Page text:
Cook County, which encompasses the city of Chicago and the area on which the study is focused, has one of the highest rates of food insecurity and food stamp usage of any county in the US. Some 16.8 percent of Cook County residents rely on food stamp benefits, compared to 13.1 percent of the total US population—still a staggeringly high number for the wealthiest capitalist country in the world. A family of four must earn no more than $3,342 per month in gross income to become eligible for food stamp benefits in Cook County, a rather paltry amount considering the high cost of living in the Chicago area.
As income inequality and the cost of living continue to skyrocket, more and more residents are applying for food assistance in the county each year. In the past year, Cook County has seen a 10 percent increase in households receiving food stamp benefits. The crisis has been exacerbated by layoffs, slow economic growth and declining wages.
The maximum food stamp benefit for a family of four in Cook County is $649 per month, a mere $162.25 per person. Even at the maximum, a person would need to skip meals and consume the bare minimum amount of calories per day in order to survive. It should come as no surprise that those in such a dire situation might feel compelled to steal food.
It is not clear exactly why the new Illinois policy was implemented. The study points to possible reasons, including the desire to curb incentives for grocers to raise their prices during the first week of the month in order to take advantage of the influx of business from food stamp disbursement. This idea, however, was eventually proven to be false in a 2016 paper published by Goldin et al., that found that grocery store prices do not fluctuate in response to perceived patterns of benefit distribution.

Actions to take:
1. According to the passage on Cook County food stamps, what percentage of Cook County residents rely on food stamp benefits?
2. Please update everything in the passage on Cook County food stamps from "As income inequality" down to "and declining wages.", writing "families" in place of "households".
The rows that come next aren't needed for anything here.

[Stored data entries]
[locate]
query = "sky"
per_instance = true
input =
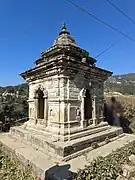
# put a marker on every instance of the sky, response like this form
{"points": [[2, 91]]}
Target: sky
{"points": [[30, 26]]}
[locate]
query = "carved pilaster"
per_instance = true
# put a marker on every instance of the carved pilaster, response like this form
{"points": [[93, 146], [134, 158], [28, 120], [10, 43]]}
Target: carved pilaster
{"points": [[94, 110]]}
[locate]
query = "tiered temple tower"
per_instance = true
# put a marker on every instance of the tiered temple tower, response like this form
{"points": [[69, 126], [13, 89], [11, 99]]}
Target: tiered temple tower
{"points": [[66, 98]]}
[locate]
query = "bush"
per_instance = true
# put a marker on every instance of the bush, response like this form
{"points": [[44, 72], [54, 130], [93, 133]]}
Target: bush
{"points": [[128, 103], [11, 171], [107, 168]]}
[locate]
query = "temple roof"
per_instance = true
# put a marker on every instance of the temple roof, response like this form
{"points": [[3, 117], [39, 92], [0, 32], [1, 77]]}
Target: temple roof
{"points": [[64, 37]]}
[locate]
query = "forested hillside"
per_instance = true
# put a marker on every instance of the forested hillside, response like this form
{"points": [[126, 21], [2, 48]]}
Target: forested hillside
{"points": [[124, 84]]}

--

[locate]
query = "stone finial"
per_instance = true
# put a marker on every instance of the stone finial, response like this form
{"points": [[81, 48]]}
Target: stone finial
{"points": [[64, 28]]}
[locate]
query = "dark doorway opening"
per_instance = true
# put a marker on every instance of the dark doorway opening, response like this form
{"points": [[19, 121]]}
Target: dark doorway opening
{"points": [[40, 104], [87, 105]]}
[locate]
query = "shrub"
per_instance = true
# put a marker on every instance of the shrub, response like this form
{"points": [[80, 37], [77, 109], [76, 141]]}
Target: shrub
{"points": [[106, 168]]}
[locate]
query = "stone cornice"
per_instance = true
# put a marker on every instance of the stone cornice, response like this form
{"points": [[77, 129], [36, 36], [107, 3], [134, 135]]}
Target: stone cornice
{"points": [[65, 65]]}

Results by task:
1. 16.8 percent

2.
As income inequality and the cost of living continue to skyrocket, more and more residents are applying for food assistance in the county each year. In the past year, Cook County has seen a 10 percent increase in families receiving food stamp benefits. The crisis has been exacerbated by layoffs, slow economic growth and declining wages.